- **The problem**:
Can you rewrite the material below with "annotate" changed to "mark" wherever it occurs and nothing else altered? Leave out the pictures.

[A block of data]
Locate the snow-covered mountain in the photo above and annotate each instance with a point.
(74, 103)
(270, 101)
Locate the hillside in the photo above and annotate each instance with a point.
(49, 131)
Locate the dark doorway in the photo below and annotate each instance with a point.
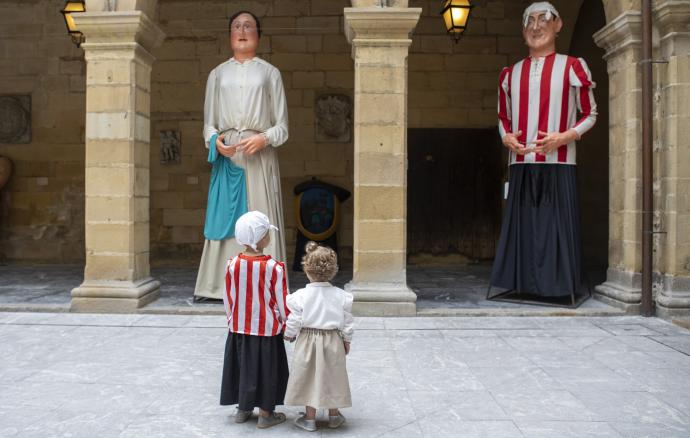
(593, 148)
(454, 192)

- **Solution for this problem**:
Locate the snow-covered mountain in the photo above and mark each instance with a point.
(74, 103)
(270, 101)
Locate the hillside in the photo above and mark each instance with a point.
(49, 131)
Locate the dark doorway in the photo below and mark each instance with a point.
(593, 148)
(454, 192)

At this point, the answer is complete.